# DATASET CONTENT:
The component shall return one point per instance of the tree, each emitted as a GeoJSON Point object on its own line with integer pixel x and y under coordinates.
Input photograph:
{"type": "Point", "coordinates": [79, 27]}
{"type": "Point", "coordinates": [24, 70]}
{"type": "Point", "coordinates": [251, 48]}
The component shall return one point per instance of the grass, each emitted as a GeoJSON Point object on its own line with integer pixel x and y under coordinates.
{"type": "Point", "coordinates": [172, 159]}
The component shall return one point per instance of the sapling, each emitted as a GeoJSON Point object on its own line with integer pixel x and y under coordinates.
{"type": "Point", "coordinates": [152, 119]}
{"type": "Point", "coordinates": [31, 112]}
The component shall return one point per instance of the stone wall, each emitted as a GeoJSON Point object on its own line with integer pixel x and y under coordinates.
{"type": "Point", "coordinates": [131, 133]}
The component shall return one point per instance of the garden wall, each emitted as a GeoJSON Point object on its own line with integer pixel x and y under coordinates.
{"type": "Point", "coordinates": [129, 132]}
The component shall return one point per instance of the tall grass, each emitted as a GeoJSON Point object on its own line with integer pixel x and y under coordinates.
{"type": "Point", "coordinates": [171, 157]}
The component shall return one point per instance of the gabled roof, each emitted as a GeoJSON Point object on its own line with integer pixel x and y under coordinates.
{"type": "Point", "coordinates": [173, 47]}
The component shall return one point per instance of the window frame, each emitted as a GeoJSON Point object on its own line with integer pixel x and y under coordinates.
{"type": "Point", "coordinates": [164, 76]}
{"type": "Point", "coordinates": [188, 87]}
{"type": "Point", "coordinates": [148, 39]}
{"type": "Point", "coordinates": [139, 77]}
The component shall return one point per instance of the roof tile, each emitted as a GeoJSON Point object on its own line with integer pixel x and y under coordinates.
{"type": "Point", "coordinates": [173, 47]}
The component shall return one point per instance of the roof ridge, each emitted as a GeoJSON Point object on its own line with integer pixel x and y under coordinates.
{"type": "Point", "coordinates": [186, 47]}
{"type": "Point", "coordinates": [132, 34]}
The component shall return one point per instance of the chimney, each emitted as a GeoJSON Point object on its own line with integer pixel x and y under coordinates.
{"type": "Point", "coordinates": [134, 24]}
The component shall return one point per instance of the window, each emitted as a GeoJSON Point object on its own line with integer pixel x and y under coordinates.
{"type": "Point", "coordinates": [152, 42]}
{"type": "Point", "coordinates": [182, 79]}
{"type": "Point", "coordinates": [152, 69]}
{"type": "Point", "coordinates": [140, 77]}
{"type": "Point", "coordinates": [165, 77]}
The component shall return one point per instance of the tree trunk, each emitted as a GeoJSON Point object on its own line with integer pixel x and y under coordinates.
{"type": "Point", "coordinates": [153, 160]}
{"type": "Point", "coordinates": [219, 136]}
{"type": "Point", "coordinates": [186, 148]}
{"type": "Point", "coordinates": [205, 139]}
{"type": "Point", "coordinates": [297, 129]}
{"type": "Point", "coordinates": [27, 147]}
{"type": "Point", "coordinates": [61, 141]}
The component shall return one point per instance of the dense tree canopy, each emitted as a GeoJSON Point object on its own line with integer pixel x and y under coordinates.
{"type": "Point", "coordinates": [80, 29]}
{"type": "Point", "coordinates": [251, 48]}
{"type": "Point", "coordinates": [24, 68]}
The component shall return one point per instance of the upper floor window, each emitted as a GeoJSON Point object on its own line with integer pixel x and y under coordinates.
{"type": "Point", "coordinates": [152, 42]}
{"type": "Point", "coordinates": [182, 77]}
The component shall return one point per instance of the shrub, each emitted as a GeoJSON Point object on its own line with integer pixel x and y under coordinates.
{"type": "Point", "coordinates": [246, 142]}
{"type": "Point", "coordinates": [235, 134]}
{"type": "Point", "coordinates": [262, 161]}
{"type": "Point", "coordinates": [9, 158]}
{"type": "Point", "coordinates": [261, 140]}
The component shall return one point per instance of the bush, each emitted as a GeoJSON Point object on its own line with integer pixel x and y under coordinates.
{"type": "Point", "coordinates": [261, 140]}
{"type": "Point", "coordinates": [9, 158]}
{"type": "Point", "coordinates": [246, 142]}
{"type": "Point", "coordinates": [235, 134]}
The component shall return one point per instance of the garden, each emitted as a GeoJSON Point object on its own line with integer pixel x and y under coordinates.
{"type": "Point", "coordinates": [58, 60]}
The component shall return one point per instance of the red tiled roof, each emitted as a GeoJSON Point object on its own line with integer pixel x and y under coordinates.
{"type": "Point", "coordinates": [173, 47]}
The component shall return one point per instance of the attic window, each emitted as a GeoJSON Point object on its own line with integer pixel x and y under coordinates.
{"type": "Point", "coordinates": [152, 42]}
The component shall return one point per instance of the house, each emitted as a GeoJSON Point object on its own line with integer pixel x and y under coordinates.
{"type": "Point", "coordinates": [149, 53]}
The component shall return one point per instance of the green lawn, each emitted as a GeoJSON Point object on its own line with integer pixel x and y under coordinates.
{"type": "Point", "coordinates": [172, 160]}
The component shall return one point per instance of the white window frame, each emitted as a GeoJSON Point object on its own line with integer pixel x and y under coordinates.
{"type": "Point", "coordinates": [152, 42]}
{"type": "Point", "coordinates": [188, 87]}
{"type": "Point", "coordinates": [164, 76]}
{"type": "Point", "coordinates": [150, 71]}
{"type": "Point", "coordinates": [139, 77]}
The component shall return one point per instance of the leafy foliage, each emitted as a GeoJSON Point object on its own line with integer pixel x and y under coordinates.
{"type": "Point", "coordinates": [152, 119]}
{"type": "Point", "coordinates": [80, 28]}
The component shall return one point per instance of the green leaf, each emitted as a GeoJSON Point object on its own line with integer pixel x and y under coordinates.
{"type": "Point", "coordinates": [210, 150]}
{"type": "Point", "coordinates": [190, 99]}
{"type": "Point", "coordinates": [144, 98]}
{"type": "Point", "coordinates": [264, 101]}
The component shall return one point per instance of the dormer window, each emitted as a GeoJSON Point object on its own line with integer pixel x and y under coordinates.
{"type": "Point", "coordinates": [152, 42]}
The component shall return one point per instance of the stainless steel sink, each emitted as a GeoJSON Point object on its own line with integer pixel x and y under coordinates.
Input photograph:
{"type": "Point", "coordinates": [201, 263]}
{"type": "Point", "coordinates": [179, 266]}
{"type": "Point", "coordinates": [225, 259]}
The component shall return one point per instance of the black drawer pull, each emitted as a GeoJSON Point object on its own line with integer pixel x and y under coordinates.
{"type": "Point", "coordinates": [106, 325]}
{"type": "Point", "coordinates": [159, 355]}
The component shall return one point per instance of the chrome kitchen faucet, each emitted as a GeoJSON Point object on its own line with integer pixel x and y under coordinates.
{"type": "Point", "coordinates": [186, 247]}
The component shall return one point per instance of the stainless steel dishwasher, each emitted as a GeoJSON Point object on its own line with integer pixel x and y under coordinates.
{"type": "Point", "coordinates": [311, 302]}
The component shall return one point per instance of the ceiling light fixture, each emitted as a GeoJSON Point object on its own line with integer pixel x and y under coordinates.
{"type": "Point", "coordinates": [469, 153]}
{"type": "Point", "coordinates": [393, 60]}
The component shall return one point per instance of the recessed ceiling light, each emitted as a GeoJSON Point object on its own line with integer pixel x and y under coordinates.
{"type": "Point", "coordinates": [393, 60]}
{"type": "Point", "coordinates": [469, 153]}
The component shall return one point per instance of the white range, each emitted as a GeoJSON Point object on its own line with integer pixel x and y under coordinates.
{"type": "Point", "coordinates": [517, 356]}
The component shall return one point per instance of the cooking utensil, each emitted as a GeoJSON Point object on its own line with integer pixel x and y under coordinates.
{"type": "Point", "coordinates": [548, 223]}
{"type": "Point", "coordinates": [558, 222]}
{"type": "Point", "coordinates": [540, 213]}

# ABOUT THIS EXERCISE:
Could you repeat every record above exactly as it stands?

# FINAL ANSWER:
The component shall return one point per instance of the tree, each emitted as a GeoJSON Point object on its own line with integer pixel x and y under coordinates.
Input photograph:
{"type": "Point", "coordinates": [79, 27]}
{"type": "Point", "coordinates": [24, 70]}
{"type": "Point", "coordinates": [251, 48]}
The component shall return one point per instance of the grass, each emitted as a GeoJSON Point object on its own line with integer pixel x and y under coordinates.
{"type": "Point", "coordinates": [172, 159]}
The component shall return one point per instance of the sapling, each emitted as a GeoJSON Point object on its own line with integer pixel x and y under coordinates.
{"type": "Point", "coordinates": [152, 119]}
{"type": "Point", "coordinates": [31, 112]}
The component shall return one point per instance of the stone wall, each emitted as a GeoJSON Point object on its own line with integer pixel x and y under coordinates.
{"type": "Point", "coordinates": [131, 133]}
The component shall return one point per instance of the garden wall, each emitted as a GeoJSON Point object on its own line with integer pixel x and y under coordinates.
{"type": "Point", "coordinates": [129, 132]}
The component shall return one point per instance of the tall grass, each emitted as a GeoJSON Point object on its own line with integer pixel x and y under coordinates.
{"type": "Point", "coordinates": [171, 157]}
The component shall return one point per instance of the gabled roof, each emitted as a GeoJSON Point object on its own line with integer pixel x and y under coordinates.
{"type": "Point", "coordinates": [173, 47]}
The component shall return one point per instance of the window frame, each emitted as a GeoJSON Point object on its own line with integer pixel x and y under coordinates.
{"type": "Point", "coordinates": [164, 76]}
{"type": "Point", "coordinates": [188, 87]}
{"type": "Point", "coordinates": [148, 39]}
{"type": "Point", "coordinates": [139, 77]}
The component shall return one point per instance of the roof tile, each emitted as a GeoJSON Point object on its own line with integer pixel x and y under coordinates.
{"type": "Point", "coordinates": [173, 47]}
The component shall return one point per instance of the roof ridge, each emitted as a GeoJSON Point object on its own line with integer pixel x and y under coordinates.
{"type": "Point", "coordinates": [186, 47]}
{"type": "Point", "coordinates": [132, 34]}
The component shall return one point per instance of the chimney, each emitted as a GeoJSON Point object on its own line with integer pixel x and y under coordinates.
{"type": "Point", "coordinates": [134, 24]}
The component shall return one point per instance of the window, each emitted as a GeoJSON Point object on its own line with integer pixel x and y under coordinates.
{"type": "Point", "coordinates": [152, 42]}
{"type": "Point", "coordinates": [182, 79]}
{"type": "Point", "coordinates": [152, 69]}
{"type": "Point", "coordinates": [140, 77]}
{"type": "Point", "coordinates": [165, 77]}
The component shall return one point per instance of the tree trunk, each emitted as a GeoJSON Point object on its own line with integer pixel x and y under coordinates.
{"type": "Point", "coordinates": [153, 160]}
{"type": "Point", "coordinates": [219, 136]}
{"type": "Point", "coordinates": [186, 148]}
{"type": "Point", "coordinates": [205, 139]}
{"type": "Point", "coordinates": [297, 129]}
{"type": "Point", "coordinates": [27, 147]}
{"type": "Point", "coordinates": [61, 141]}
The component shall return one point per instance of the dense tree canopy, each emitted as a GeoJSON Point object on its own line with integer pixel x and y under coordinates.
{"type": "Point", "coordinates": [80, 29]}
{"type": "Point", "coordinates": [251, 48]}
{"type": "Point", "coordinates": [24, 68]}
The component shall return one point per instance of the upper floor window, each emitted as a GeoJSON Point object on its own line with integer pixel x and y under coordinates.
{"type": "Point", "coordinates": [152, 42]}
{"type": "Point", "coordinates": [182, 77]}
The component shall return one point per instance of the shrub, each emitted as a GeoJSON Point object on its own line with integer pixel x and y under coordinates.
{"type": "Point", "coordinates": [246, 142]}
{"type": "Point", "coordinates": [235, 134]}
{"type": "Point", "coordinates": [262, 161]}
{"type": "Point", "coordinates": [9, 158]}
{"type": "Point", "coordinates": [261, 140]}
The component shall return one point per instance of the bush, each emitted as a GeoJSON Point object on its own line with integer pixel x and y under coordinates.
{"type": "Point", "coordinates": [261, 140]}
{"type": "Point", "coordinates": [9, 158]}
{"type": "Point", "coordinates": [246, 142]}
{"type": "Point", "coordinates": [235, 134]}
The component shall return one point per instance of the garden, each emitted as a GeoJSON Point object on its own line with integer pixel x and y under coordinates.
{"type": "Point", "coordinates": [58, 60]}
The component shall return one point per instance of the red tiled roof, each emitted as a GeoJSON Point object on its own line with integer pixel x and y under coordinates.
{"type": "Point", "coordinates": [173, 47]}
The component shall return one point per instance of the attic window, each emitted as a GeoJSON Point object on its own line with integer pixel x and y under coordinates.
{"type": "Point", "coordinates": [152, 42]}
The component shall return one point per instance of the house, each emitted as a GeoJSON Point object on its own line with integer pixel x and y under coordinates.
{"type": "Point", "coordinates": [149, 53]}
The component shall return one point per instance of the green lawn, each emitted as a GeoJSON Point object on its own line with integer pixel x and y under coordinates.
{"type": "Point", "coordinates": [172, 160]}
The component shall return one point per instance of the white window frame, each emitted as a GeoJSON Point object on its own line with integer pixel x and y under coordinates.
{"type": "Point", "coordinates": [152, 42]}
{"type": "Point", "coordinates": [188, 87]}
{"type": "Point", "coordinates": [164, 76]}
{"type": "Point", "coordinates": [150, 71]}
{"type": "Point", "coordinates": [139, 77]}
The component shall return one point per instance of the leafy foliage, each emitted as a GeoJSON Point object on its own line with integer pixel x and y under coordinates.
{"type": "Point", "coordinates": [152, 119]}
{"type": "Point", "coordinates": [80, 28]}
The component shall return one point per instance of the green leaf, each emitted as a GeoJSON Point object on its own line with integer pixel x and y under coordinates.
{"type": "Point", "coordinates": [210, 150]}
{"type": "Point", "coordinates": [190, 99]}
{"type": "Point", "coordinates": [144, 98]}
{"type": "Point", "coordinates": [264, 101]}
The component shall return one point per instance of the dormer window, each emitted as a GeoJSON Point object on its own line with integer pixel x and y under coordinates.
{"type": "Point", "coordinates": [152, 42]}
The component shall return one point per instance of the stainless steel sink, each emitted as a GeoJSON Point object on its own line with integer pixel x and y under coordinates.
Input photograph:
{"type": "Point", "coordinates": [201, 263]}
{"type": "Point", "coordinates": [179, 266]}
{"type": "Point", "coordinates": [225, 259]}
The component shall return one point per instance of the black drawer pull, each emitted as a GeoJSON Point object on its own line with integer pixel x and y under coordinates.
{"type": "Point", "coordinates": [106, 325]}
{"type": "Point", "coordinates": [159, 355]}
The component shall return one point per instance of the chrome kitchen faucet, each emitted as a GeoJSON Point object on its own line with integer pixel x and y under coordinates.
{"type": "Point", "coordinates": [186, 247]}
The component shall return one point per instance of the stainless steel dishwasher, each emitted as a GeoJSON Point object on its own line with integer pixel x and y under coordinates.
{"type": "Point", "coordinates": [311, 302]}
The component shall return one point per instance of the ceiling light fixture, each emitted as a GeoJSON Point object on its own line with integer pixel x and y under coordinates.
{"type": "Point", "coordinates": [469, 153]}
{"type": "Point", "coordinates": [393, 60]}
The component shall return one point per instance of the recessed ceiling light, each emitted as a GeoJSON Point object on its own line with integer pixel x and y under coordinates.
{"type": "Point", "coordinates": [393, 60]}
{"type": "Point", "coordinates": [469, 153]}
The component shall return one point per instance of the white range, each emitted as a GeoJSON Point object on its own line with integer pixel x and y under coordinates.
{"type": "Point", "coordinates": [517, 356]}
The component shall return one point per instance of the cooking utensil, each emitted as a GeoJSON Point object on its own line with integer pixel x and y under coordinates.
{"type": "Point", "coordinates": [548, 223]}
{"type": "Point", "coordinates": [558, 222]}
{"type": "Point", "coordinates": [540, 213]}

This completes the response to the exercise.